**ACTIVITY**: Write out the data exactly, every line included.

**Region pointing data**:
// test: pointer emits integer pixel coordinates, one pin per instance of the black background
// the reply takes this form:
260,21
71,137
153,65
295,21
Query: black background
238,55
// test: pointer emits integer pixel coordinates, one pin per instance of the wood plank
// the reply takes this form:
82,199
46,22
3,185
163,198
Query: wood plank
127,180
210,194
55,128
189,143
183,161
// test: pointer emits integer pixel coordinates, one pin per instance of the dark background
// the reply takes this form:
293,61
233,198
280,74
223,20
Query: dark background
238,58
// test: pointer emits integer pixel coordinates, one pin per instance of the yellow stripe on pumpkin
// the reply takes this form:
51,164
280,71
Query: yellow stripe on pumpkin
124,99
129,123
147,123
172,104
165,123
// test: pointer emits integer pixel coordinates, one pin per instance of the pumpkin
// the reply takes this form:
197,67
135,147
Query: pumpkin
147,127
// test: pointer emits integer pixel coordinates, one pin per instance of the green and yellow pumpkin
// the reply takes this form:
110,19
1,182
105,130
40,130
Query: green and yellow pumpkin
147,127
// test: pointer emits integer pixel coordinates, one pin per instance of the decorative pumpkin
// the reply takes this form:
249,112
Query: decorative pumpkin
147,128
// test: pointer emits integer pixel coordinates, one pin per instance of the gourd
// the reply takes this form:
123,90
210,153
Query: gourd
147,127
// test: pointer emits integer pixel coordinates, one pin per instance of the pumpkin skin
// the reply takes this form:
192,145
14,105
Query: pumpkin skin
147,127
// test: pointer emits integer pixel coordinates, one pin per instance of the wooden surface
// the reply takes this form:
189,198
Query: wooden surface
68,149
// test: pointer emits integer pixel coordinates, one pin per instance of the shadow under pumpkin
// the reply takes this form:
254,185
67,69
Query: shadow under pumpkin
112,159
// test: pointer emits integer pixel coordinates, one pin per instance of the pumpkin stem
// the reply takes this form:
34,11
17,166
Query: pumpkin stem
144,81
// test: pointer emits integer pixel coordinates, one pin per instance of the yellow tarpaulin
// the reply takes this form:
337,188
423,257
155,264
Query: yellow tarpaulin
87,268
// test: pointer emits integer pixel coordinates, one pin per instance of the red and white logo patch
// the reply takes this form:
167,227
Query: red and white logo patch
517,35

**OUTPUT BELOW**:
// test: pointer emits integer pixel coordinates, one pin per instance of the black background
// the reply takes this form:
260,21
71,137
153,65
295,21
Query: black background
238,55
// test: pointer emits integer pixel coordinates, one pin per instance of the wood plank
// the reply takes this form:
82,199
46,22
3,185
163,198
Query: wood plank
127,180
210,194
55,128
189,143
183,161
// test: pointer emits integer pixel coordinates, one pin per instance of the dark background
// the reply takes this form:
293,61
233,198
280,74
223,20
Query: dark background
238,58
// test: pointer emits integer pixel coordinates, one pin per instance of the yellow stripe on pumpkin
// the reply takes this form:
51,164
280,71
Query: yellow stripe on pumpkin
124,99
129,123
147,123
172,104
165,123
// test: pointer emits integer pixel coordinates, one pin per instance of the pumpkin
// the reply takes this form:
197,67
135,147
Query: pumpkin
147,127
// test: pointer emits integer pixel coordinates, one pin per instance of the green and yellow pumpkin
// the reply takes this form:
110,19
1,182
105,130
40,130
Query: green and yellow pumpkin
147,127
// test: pointer emits integer pixel coordinates, one pin per instance of the decorative pumpkin
// the reply takes this form:
249,112
Query: decorative pumpkin
147,128
// test: pointer emits integer pixel coordinates, one pin per instance of the gourd
// the reply takes this form:
123,90
210,153
Query: gourd
147,127
// test: pointer emits integer pixel coordinates, one pin per instance of the pumpkin skin
// the reply takes this form:
192,145
14,105
Query: pumpkin skin
147,127
// test: pointer emits integer pixel coordinates, one pin per instance of the wooden surface
// the reply takes this form:
189,198
Query: wooden surface
68,149
// test: pointer emits integer pixel coordinates, one pin per instance of the shadow under pumpkin
// the reply takes this form:
254,185
67,69
Query: shadow under pumpkin
112,159
// test: pointer emits integer pixel coordinates, one pin per instance of the pumpkin stem
// the reply takes this form:
34,11
17,166
Query: pumpkin stem
144,81
// test: pointer emits integer pixel coordinates, one pin per instance of the yellow tarpaulin
// the reply takes this form:
337,188
423,257
155,264
Query: yellow tarpaulin
87,268
// test: pointer emits integer pixel coordinates, one pin per instance of the red and white logo patch
// the reply takes this form:
167,227
Query: red and white logo patch
517,35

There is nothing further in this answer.